What the task asks –
Pick out each line in the records below that contains the string "dress" and copy those lines in full.

Data extract –
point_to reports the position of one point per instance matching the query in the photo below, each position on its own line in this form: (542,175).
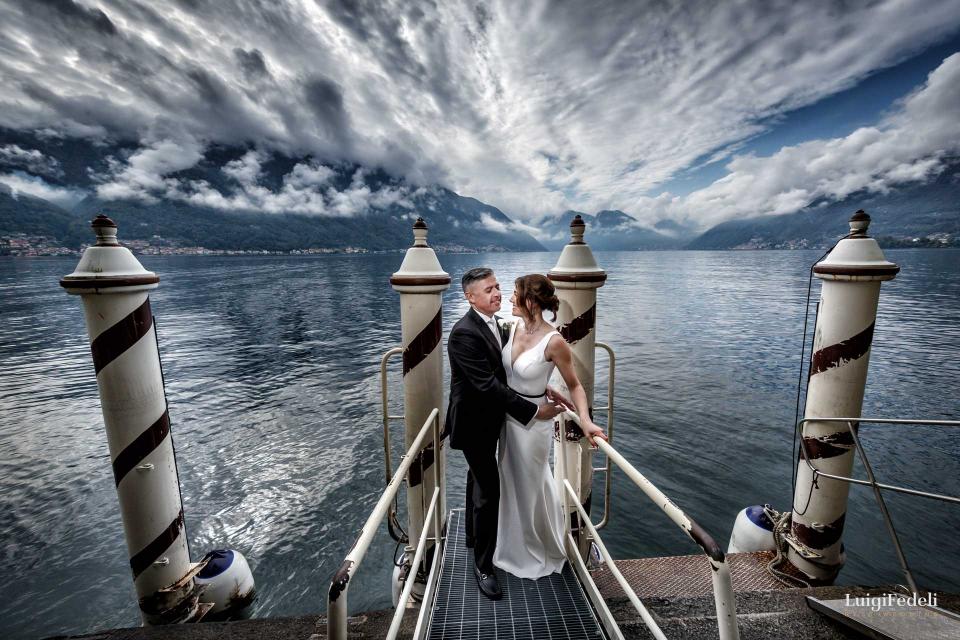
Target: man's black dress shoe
(488,584)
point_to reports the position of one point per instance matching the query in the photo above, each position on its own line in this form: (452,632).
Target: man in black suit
(479,402)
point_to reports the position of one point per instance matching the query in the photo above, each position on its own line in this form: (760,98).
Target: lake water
(272,377)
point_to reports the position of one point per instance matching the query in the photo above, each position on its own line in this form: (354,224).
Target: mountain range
(204,205)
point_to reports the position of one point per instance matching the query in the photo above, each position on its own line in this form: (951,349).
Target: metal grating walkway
(553,607)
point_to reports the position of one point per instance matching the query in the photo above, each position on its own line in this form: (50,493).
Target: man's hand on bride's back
(556,397)
(549,411)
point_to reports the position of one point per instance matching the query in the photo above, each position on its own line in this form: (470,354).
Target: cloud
(150,175)
(533,107)
(21,183)
(909,145)
(142,177)
(32,160)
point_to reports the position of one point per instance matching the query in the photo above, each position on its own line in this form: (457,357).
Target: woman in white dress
(530,535)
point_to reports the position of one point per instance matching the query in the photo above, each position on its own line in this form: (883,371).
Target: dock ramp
(552,607)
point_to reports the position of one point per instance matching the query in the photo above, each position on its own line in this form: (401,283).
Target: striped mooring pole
(114,288)
(577,277)
(421,281)
(851,276)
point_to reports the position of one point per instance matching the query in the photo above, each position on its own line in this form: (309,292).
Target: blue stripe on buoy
(759,517)
(220,561)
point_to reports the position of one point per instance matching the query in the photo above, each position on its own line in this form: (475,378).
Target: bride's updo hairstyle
(537,291)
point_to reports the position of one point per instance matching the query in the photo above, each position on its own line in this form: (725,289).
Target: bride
(530,539)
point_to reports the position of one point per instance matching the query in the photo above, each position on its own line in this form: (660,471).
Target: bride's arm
(558,351)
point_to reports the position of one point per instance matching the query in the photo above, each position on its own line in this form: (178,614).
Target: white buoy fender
(752,531)
(227,581)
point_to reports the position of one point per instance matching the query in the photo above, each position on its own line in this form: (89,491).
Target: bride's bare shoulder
(556,345)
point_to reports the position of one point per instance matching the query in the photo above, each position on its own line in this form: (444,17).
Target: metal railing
(392,524)
(611,367)
(337,598)
(720,572)
(871,481)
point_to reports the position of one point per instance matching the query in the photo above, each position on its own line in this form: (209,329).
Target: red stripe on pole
(113,342)
(578,328)
(423,344)
(148,555)
(839,354)
(142,446)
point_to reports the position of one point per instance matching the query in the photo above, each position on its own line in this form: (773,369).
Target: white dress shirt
(492,323)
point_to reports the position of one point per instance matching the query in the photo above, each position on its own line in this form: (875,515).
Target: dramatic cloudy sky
(697,111)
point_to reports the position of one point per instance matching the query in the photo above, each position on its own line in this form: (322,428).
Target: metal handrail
(609,409)
(720,574)
(385,411)
(852,425)
(339,585)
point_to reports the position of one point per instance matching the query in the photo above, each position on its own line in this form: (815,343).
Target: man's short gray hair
(475,274)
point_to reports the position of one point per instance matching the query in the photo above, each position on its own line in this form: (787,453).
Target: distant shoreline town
(23,245)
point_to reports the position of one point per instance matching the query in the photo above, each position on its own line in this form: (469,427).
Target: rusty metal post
(851,276)
(114,288)
(577,277)
(421,283)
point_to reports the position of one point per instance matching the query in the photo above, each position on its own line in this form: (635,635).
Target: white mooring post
(851,276)
(114,286)
(577,277)
(421,283)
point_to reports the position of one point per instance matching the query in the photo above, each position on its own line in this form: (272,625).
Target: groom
(479,402)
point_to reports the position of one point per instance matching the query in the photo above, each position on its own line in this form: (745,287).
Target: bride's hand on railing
(591,431)
(549,411)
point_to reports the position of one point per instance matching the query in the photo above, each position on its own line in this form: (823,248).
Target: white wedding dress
(530,533)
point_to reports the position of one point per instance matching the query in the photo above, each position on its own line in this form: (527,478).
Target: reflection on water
(272,376)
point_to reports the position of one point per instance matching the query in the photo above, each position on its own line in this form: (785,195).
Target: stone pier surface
(781,614)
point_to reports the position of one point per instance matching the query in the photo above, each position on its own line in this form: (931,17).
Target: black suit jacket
(479,395)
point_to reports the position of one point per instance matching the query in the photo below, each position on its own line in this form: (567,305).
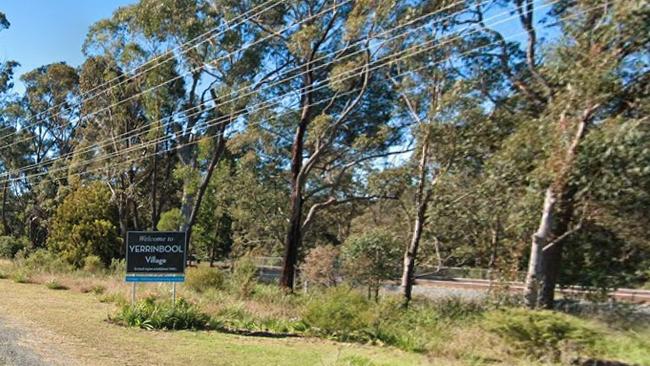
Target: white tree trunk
(539,240)
(421,200)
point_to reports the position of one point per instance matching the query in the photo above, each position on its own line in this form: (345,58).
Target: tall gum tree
(591,86)
(337,128)
(215,75)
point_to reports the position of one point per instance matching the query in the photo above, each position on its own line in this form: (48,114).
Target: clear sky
(46,31)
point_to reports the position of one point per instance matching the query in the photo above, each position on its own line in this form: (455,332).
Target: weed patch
(55,285)
(544,335)
(149,314)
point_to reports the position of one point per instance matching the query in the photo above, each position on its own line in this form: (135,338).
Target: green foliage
(371,257)
(53,284)
(243,277)
(201,279)
(43,260)
(84,225)
(339,312)
(10,246)
(93,264)
(320,267)
(149,314)
(170,220)
(21,275)
(455,308)
(118,267)
(541,333)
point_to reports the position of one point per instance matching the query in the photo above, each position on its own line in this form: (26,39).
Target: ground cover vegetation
(479,331)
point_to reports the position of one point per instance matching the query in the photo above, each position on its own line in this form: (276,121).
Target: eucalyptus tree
(216,63)
(597,77)
(45,122)
(9,158)
(341,125)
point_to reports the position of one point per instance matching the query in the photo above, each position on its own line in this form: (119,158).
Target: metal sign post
(155,257)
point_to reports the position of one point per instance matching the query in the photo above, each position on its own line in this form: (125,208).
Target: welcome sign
(155,252)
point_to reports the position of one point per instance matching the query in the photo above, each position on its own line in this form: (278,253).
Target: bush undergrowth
(150,314)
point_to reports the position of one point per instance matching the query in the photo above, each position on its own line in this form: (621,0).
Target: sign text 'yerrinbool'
(155,252)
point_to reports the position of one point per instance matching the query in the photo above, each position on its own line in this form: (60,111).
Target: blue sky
(46,31)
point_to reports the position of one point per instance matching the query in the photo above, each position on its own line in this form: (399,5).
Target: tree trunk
(122,218)
(552,256)
(195,204)
(294,232)
(154,188)
(5,222)
(495,243)
(544,264)
(539,240)
(421,200)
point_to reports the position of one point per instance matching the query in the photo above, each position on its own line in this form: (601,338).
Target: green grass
(334,327)
(74,324)
(55,285)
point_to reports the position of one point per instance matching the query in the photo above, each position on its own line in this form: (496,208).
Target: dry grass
(71,327)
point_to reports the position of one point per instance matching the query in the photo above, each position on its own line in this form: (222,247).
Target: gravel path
(12,352)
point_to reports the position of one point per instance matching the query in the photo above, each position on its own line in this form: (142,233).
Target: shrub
(93,264)
(94,289)
(203,278)
(10,246)
(84,225)
(339,312)
(371,257)
(113,297)
(148,314)
(21,276)
(55,285)
(541,334)
(170,220)
(244,276)
(118,266)
(457,308)
(321,266)
(44,261)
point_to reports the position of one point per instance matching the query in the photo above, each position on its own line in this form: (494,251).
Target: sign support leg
(174,294)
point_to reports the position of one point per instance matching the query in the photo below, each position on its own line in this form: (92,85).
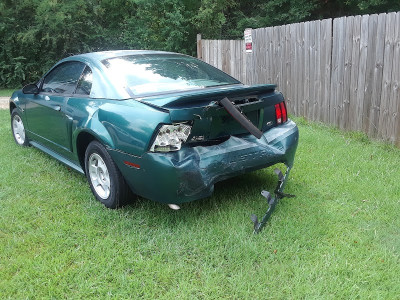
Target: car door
(46,111)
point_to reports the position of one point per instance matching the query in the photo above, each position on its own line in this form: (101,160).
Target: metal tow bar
(272,201)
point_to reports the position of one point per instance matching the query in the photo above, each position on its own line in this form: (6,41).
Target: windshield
(157,73)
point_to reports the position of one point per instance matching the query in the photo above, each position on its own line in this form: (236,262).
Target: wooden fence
(343,71)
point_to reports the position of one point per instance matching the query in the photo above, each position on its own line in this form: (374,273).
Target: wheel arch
(83,139)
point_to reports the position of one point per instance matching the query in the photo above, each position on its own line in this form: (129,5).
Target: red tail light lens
(284,112)
(278,112)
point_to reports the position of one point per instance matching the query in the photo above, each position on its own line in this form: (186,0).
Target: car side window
(63,79)
(85,82)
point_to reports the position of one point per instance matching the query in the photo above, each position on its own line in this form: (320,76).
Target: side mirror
(30,89)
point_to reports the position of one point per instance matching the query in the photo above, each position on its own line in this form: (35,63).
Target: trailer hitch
(272,201)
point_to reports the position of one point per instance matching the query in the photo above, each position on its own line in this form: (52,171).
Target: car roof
(116,53)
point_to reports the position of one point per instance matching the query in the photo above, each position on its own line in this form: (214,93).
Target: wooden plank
(335,69)
(345,99)
(362,72)
(355,61)
(295,66)
(370,69)
(326,66)
(313,72)
(379,41)
(384,117)
(395,89)
(287,69)
(306,72)
(316,80)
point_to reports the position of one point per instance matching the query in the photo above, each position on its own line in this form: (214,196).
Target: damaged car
(161,125)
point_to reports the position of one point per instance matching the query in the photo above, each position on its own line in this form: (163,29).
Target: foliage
(34,34)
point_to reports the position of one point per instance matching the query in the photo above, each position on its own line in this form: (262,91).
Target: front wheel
(105,180)
(18,129)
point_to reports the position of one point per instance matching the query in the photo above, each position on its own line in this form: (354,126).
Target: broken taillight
(280,112)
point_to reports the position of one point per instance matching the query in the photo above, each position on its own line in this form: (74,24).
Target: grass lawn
(338,239)
(6,92)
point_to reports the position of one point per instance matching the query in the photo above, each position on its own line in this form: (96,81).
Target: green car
(160,125)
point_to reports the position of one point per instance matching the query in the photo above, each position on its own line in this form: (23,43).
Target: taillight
(278,113)
(281,113)
(284,112)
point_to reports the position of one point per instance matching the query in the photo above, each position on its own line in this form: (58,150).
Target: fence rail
(343,71)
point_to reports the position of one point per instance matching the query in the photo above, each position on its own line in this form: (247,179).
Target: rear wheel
(18,129)
(105,180)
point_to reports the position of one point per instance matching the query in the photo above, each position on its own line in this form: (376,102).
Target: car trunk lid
(210,120)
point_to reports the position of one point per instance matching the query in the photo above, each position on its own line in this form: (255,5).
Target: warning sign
(248,40)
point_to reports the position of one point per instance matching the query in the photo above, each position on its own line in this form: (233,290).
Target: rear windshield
(158,73)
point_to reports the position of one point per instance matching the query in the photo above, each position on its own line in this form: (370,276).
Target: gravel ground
(4,102)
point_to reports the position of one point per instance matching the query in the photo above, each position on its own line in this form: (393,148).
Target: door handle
(57,107)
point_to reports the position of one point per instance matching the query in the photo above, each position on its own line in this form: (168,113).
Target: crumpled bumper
(190,173)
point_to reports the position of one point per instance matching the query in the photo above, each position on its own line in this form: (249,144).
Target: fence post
(199,50)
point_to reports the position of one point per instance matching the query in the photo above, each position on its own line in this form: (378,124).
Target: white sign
(248,41)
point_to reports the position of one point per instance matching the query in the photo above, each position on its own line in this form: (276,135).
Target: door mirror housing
(30,89)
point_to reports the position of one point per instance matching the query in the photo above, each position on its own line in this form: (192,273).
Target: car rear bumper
(190,173)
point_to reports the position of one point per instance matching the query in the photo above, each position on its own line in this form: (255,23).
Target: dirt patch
(4,102)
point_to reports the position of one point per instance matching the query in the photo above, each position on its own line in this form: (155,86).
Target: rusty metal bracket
(272,201)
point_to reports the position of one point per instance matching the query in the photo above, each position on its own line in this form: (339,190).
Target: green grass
(338,239)
(6,92)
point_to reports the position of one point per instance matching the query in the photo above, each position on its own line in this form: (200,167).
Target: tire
(105,180)
(18,129)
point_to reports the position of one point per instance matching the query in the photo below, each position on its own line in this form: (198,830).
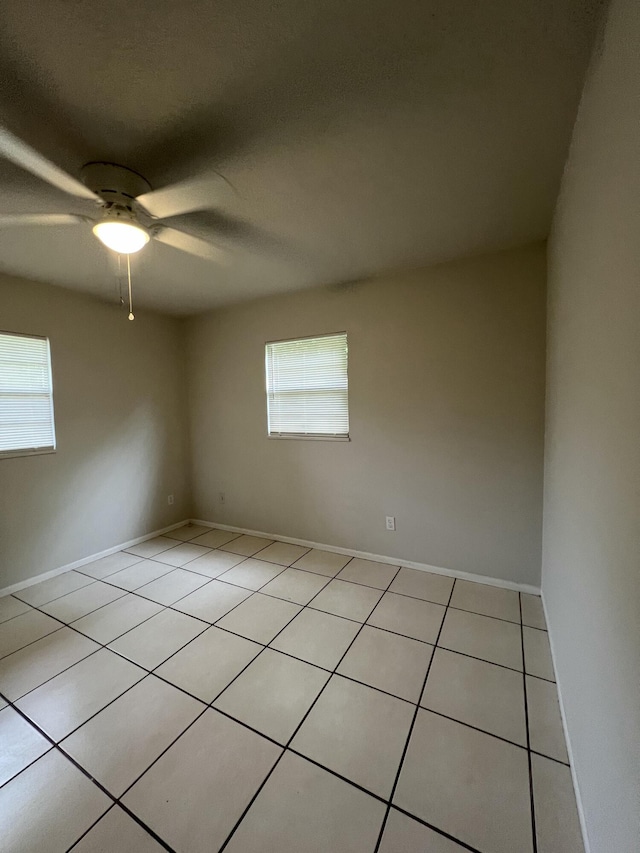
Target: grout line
(526,718)
(434,828)
(84,772)
(295,732)
(412,726)
(95,823)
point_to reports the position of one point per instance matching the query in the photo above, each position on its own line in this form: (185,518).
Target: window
(26,396)
(307,388)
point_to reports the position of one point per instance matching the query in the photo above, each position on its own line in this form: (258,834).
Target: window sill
(12,454)
(310,437)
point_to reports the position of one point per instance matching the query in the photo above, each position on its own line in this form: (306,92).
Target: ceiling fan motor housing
(116,185)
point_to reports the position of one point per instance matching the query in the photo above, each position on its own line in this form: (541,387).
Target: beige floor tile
(368,572)
(481,694)
(187,532)
(11,606)
(557,821)
(283,553)
(172,587)
(151,547)
(316,637)
(109,622)
(329,814)
(404,835)
(532,612)
(22,630)
(215,538)
(467,783)
(143,572)
(245,545)
(68,700)
(109,565)
(351,600)
(120,743)
(251,574)
(67,804)
(487,600)
(212,601)
(116,832)
(322,562)
(545,723)
(273,694)
(388,661)
(215,563)
(36,663)
(21,744)
(175,797)
(152,642)
(208,664)
(537,654)
(42,593)
(409,616)
(294,585)
(342,726)
(181,554)
(425,585)
(483,637)
(76,604)
(259,617)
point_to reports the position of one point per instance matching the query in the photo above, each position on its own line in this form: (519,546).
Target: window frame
(294,436)
(35,451)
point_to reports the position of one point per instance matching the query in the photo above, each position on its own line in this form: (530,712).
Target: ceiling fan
(126,213)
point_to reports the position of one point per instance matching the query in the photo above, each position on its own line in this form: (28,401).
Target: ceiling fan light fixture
(123,237)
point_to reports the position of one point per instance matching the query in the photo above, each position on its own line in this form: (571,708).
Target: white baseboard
(7,590)
(378,558)
(567,736)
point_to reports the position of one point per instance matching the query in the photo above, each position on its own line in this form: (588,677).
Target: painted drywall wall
(591,572)
(446,394)
(120,417)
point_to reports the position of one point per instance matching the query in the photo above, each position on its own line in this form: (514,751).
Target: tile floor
(207,691)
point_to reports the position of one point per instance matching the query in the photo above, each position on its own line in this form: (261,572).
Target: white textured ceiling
(359,135)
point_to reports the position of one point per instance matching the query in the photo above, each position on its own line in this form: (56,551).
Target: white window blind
(26,395)
(307,387)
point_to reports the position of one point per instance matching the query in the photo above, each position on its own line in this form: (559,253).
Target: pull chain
(131,314)
(120,279)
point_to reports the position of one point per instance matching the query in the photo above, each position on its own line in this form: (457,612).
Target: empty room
(319,418)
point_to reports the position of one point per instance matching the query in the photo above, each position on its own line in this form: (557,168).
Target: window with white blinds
(26,395)
(307,387)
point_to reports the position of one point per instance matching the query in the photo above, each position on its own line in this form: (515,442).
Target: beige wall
(120,417)
(446,390)
(591,573)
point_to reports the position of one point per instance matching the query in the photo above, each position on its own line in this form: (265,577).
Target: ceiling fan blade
(184,197)
(188,243)
(10,219)
(18,152)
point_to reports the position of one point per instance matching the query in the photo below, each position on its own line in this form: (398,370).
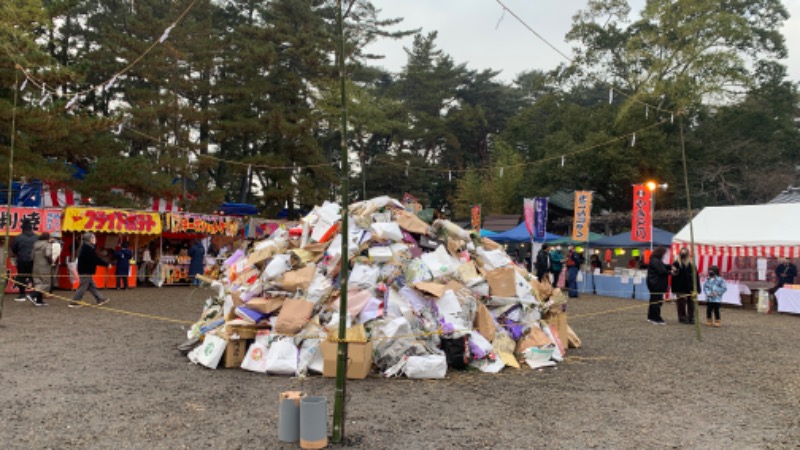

Worked answer –
Target: man's black dress shoe
Target: woman in white dress
Target: white dress shirt
Target: white wedding dress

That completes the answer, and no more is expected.